* SET TASK
Please pull out every line of the data below that contains the word "black" and list those lines as they appear.

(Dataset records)

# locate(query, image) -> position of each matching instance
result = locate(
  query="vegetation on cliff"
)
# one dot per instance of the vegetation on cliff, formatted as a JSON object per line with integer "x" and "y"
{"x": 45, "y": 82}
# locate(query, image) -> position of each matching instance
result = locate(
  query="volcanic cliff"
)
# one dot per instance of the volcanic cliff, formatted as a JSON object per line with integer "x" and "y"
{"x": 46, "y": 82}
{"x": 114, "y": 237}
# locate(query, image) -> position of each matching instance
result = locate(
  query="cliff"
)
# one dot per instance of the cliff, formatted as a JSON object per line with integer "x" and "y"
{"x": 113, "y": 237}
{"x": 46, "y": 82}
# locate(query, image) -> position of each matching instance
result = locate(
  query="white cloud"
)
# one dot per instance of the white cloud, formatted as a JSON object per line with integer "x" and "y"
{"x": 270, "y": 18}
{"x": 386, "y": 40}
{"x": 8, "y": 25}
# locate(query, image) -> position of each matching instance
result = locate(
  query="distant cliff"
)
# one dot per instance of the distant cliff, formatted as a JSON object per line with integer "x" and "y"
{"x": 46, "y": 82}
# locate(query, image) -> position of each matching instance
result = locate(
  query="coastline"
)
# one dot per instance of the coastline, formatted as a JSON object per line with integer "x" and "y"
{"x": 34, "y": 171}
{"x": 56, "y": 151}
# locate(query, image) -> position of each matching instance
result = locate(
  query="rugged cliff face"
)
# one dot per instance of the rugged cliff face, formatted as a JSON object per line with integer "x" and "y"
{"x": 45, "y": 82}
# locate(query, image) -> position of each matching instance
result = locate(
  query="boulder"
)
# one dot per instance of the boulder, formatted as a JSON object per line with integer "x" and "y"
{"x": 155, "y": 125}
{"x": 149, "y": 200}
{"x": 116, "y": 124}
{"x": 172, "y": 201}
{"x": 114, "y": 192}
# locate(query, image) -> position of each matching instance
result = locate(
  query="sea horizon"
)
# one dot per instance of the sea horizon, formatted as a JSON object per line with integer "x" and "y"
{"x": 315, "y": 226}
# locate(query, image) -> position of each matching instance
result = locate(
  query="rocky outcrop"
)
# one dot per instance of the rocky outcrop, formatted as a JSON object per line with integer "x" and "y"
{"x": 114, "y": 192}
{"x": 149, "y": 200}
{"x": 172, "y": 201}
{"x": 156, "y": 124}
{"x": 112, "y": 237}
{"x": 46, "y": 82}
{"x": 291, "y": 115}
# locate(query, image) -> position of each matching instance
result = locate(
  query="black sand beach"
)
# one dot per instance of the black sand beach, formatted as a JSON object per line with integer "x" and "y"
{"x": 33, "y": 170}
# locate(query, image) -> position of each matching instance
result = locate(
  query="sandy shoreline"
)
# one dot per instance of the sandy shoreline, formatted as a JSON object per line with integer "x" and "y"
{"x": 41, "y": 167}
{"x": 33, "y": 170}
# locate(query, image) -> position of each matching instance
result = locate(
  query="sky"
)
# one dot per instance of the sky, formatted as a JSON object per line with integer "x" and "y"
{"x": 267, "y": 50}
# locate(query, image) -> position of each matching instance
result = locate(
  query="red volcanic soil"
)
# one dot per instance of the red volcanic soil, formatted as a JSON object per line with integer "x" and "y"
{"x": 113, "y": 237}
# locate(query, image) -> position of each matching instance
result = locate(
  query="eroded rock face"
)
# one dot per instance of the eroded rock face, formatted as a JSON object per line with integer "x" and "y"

...

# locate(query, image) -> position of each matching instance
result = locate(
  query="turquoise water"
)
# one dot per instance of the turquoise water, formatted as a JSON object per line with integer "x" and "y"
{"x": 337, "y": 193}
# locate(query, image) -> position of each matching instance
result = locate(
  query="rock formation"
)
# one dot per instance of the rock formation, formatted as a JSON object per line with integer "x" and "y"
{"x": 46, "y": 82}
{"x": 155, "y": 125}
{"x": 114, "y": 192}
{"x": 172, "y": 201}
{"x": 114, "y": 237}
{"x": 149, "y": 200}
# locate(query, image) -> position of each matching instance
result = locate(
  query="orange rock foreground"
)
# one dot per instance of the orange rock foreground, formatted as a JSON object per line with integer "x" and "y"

* CORRECT RESPONSE
  query="black sand beach"
# one dot per instance of the black sand beach, formatted as a JSON object per line with integer "x" and "y"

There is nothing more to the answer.